# Problem statement
Retype all of the listing exactly, passing over any picture you find.

═══

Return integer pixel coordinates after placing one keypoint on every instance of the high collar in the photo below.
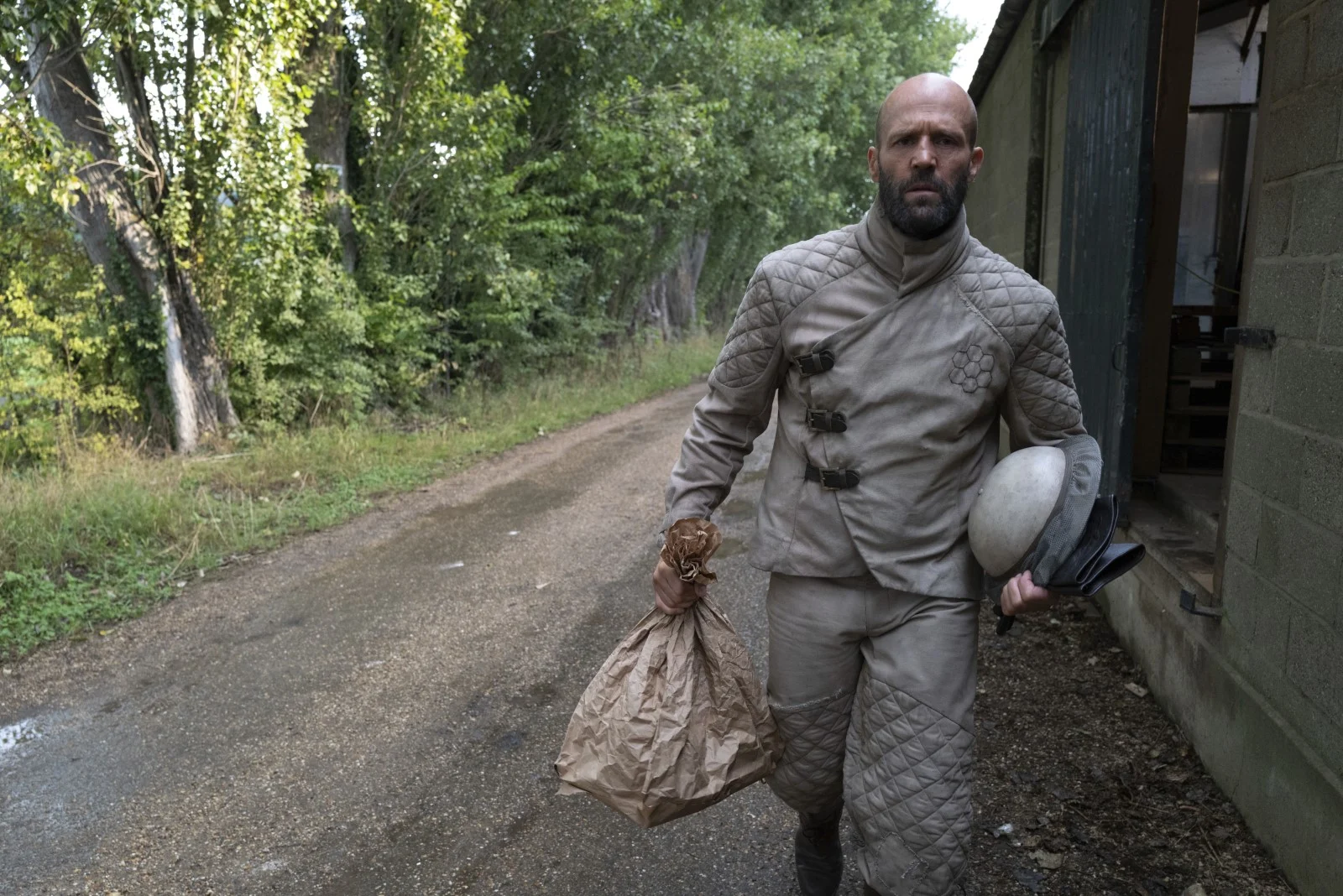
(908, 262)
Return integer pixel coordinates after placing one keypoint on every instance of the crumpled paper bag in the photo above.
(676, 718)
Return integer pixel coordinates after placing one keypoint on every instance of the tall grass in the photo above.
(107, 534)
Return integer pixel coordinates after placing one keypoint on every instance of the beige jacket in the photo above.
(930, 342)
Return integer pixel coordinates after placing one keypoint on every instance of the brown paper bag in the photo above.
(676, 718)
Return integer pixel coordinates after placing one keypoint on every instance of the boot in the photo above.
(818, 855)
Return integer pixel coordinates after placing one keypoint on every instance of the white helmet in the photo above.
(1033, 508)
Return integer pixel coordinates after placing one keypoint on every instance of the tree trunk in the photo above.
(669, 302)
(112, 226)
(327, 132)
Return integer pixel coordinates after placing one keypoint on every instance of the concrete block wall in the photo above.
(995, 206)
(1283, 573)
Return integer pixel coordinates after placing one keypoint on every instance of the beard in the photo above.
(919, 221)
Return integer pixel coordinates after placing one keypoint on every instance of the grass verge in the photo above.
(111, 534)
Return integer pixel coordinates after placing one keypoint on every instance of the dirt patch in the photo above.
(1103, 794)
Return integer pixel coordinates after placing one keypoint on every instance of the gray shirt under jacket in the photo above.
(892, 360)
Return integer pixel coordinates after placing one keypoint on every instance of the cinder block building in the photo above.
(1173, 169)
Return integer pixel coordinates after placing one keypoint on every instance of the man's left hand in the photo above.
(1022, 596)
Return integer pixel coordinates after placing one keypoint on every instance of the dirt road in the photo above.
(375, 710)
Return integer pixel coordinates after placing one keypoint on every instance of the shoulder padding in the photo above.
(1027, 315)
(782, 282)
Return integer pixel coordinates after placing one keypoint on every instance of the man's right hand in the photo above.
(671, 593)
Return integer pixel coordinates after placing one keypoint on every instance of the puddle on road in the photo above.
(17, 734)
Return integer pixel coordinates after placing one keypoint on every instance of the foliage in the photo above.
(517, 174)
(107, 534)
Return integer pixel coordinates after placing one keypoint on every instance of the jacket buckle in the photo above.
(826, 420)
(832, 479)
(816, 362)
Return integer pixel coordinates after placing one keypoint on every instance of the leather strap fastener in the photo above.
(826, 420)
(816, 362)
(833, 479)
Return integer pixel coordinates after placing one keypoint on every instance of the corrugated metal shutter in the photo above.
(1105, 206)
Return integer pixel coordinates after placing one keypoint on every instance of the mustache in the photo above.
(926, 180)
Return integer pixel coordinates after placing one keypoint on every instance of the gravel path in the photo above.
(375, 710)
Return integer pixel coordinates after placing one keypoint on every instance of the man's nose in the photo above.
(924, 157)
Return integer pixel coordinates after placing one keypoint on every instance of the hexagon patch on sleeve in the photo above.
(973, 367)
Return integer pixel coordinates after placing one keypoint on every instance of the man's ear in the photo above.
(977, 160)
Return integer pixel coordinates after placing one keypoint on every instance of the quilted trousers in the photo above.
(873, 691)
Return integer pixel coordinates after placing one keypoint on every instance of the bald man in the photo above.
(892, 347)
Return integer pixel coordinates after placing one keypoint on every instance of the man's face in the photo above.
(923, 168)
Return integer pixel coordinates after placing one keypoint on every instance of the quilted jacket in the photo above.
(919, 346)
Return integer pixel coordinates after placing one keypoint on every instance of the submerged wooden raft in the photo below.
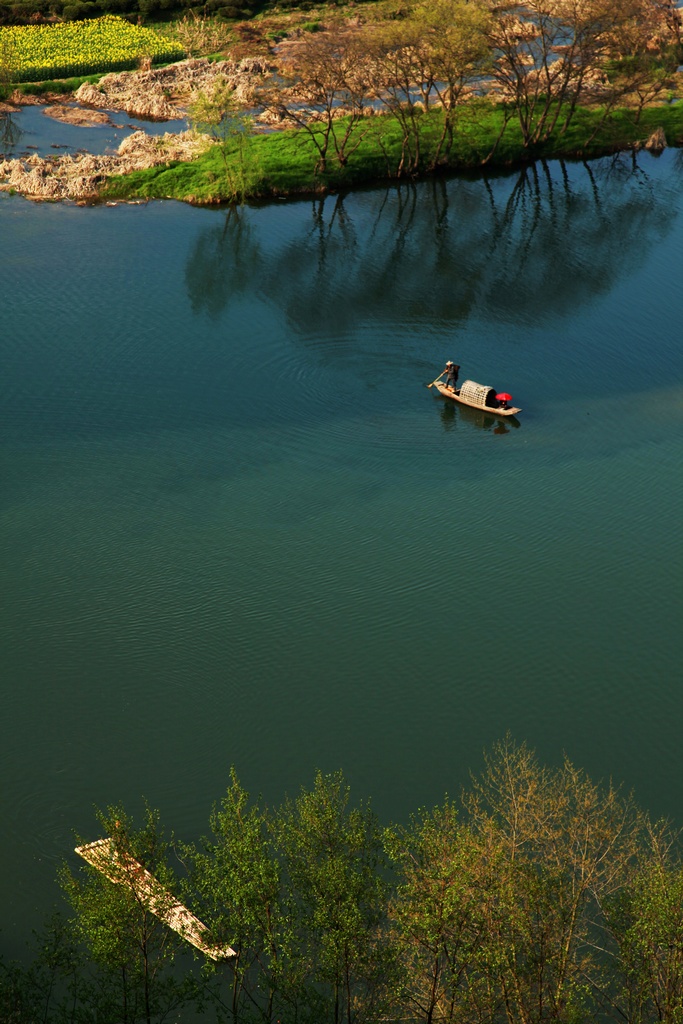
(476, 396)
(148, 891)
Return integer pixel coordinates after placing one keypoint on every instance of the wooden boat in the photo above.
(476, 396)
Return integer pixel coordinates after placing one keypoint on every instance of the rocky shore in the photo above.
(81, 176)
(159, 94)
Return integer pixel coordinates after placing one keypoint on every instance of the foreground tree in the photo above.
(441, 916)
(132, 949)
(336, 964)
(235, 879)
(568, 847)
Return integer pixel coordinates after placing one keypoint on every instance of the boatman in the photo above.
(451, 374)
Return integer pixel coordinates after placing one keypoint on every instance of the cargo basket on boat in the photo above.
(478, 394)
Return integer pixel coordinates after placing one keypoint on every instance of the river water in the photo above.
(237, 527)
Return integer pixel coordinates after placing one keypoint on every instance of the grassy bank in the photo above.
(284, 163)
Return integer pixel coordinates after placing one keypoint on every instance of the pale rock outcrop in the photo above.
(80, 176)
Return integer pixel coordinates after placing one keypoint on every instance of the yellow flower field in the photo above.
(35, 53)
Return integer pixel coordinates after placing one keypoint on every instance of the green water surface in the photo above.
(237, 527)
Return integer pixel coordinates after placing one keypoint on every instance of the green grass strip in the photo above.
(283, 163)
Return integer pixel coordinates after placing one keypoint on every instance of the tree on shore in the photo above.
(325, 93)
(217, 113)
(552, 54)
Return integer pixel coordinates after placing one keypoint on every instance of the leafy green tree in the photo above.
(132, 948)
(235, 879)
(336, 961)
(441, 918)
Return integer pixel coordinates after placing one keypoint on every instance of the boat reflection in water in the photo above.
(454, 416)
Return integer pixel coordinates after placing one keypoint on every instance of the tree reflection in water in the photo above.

═══

# Task solution
Return integer pixel coordinates after placing one keypoint on every instance of the high collar in the photo below.
(908, 262)
Return integer pixel coordinates after placing one keypoint on every instance of the crumpled paper bag in the photo above.
(676, 718)
Return integer pixel coordinates after placing one keypoint on every instance of the tall grass in the photo above.
(107, 534)
Return integer pixel coordinates after placing one keypoint on every instance of the beige jacket in the photo above.
(930, 342)
Return integer pixel coordinates after placing one keypoint on every instance of the brown paper bag in the photo above.
(676, 718)
Return integer pixel coordinates after placing one keypoint on every instance of the boot in the photo above.
(818, 855)
Return integer pixel coordinates after placing one keypoint on every instance of the white helmet in the photo above.
(1033, 508)
Return integer pixel coordinates after placing one keypoint on every instance of the tree trunk in the photo above.
(669, 302)
(112, 226)
(327, 132)
Return integer pixel coordinates after placing one keypoint on every instance of the concrete block wall in the photo above.
(995, 206)
(1283, 573)
Return integer pixel coordinates after placing one keypoint on every instance of the beard in the photo above.
(919, 221)
Return integer pixel coordinates after placing one keypoint on every instance of the grass verge in the photo above.
(111, 534)
Return integer pixel coordinates after placing one keypoint on every instance of the dirt patch in the photo above.
(1103, 794)
Return integer pixel coordinates after placing one keypoint on every instance of the gray shirt under jacket in the photo above.
(892, 360)
Return integer pixel coordinates after placing one keypoint on every instance of the cinder block building in the photo above.
(1173, 169)
Return integer pixel coordinates after placing one keypoint on every instance of the man's left hand in the photo above.
(1022, 596)
Return integer pixel coordinates after placing one keypoint on every instance of the dirt road in the photo above.
(375, 710)
Return integer pixel coordinates after placing one keypoint on every instance of the shoulder padding in the photo above.
(1027, 315)
(782, 282)
Return integer pixel coordinates after placing one keypoint on every instance of the man's right hand in the photo above.
(671, 593)
Return integer pixel coordinates after placing one keypoint on every instance of the puddle on road in the photo above.
(17, 734)
Return integer pixel coordinates after placing one keypoint on every instance of the foliage in the photo above.
(517, 174)
(107, 534)
Return integer pixel coordinates after placing one keypoint on every instance of the jacket buckle in the photo above.
(826, 420)
(832, 479)
(816, 362)
Return integer pixel coordinates after placing one keypoint on every instance of the leather strap fastener in the photo above.
(826, 420)
(816, 362)
(833, 479)
Return integer pixel coordinates after placing one keypoint on every instance of the corrugated metal shutter in the photo above.
(1105, 206)
Return integer pixel coordinates after placing one keypoint on every instance of the mustache in the photo above.
(926, 180)
Return integer pixel coordinates after placing one keypoint on every instance of the gravel path in the photo above.
(375, 710)
Return integer pixel coordinates after placing one keypoint on every instance of the man's nose in the photo above.
(924, 157)
Return integer pixel coordinates after placing one keypoint on every instance of the hexagon patch on sleeve in the photo above.
(973, 367)
Return integer pixel coordinates after placing one keypoint on every instance of the man's ear in the photo above.
(977, 160)
Return integer pixel coordinates after placing one keypoint on every instance of the quilted trousers in the photo above.
(873, 691)
Return integer pixel coordinates after placing one keypoint on every instance of the bald man in the photo above.
(892, 347)
Return integer pixel coordinates after placing one keypoint on every instance of the man's face in the photo above.
(923, 168)
Return integer pixel coordinates after placing one keypoint on every instance of the quilted jacket in the photo above.
(919, 346)
Return integer pixel coordinates after placing one keypoint on every instance of the submerged wooden raft in the photo below.
(476, 396)
(148, 891)
Return integer pixel coordinates after placing one keypoint on every instance of the wooden boat in the photo above.
(476, 396)
Return integer pixel coordinates after placing one keypoint on every instance of the rocky shore in the photo above.
(81, 176)
(159, 94)
Return integer pixel coordinates after placing one keypoint on every instance of the foreground tree in the photo above.
(441, 916)
(132, 949)
(336, 964)
(235, 879)
(568, 847)
Return integer pixel coordinates after placing one keypoint on every instance of the boatman in the photo above.
(451, 374)
Return integer pixel coordinates after placing one keypoint on every instance of the cargo basket on boat in the photo above.
(478, 394)
Return integer pixel coordinates after placing one keypoint on every instance of the river water in the photo above.
(237, 527)
Return integer pixel coordinates after placing one keypoint on every instance of the grassy bank in the photo above.
(284, 163)
Return integer pixel coordinates after placing one keypoint on every instance of the pale rock outcrop in the photo above.
(80, 176)
Return integer pixel coordinates after placing one keypoint on every instance of the yellow flower field in the photo above.
(35, 53)
Return integer pixel coordinates after placing one keypoint on every instance of the green water surface in the photo above.
(237, 527)
Return integer pixel coordinates after placing one keypoint on every instance of the green grass strip in the photo above.
(283, 163)
Return integer pixel coordinates after placing one keypoint on every instance of the tree on shore in the photo above.
(325, 93)
(217, 113)
(552, 54)
Return integer pixel coordinates after placing one keypoint on every instance of the leafy green tree in the photo above.
(132, 948)
(235, 879)
(336, 961)
(441, 918)
Return integer pixel coordinates after placing one keypoint on every instance of the boat reflection in water in the photo above.
(454, 416)
Return integer pixel coordinates after placing one keypoint on every instance of the tree reflection in water in the photo above.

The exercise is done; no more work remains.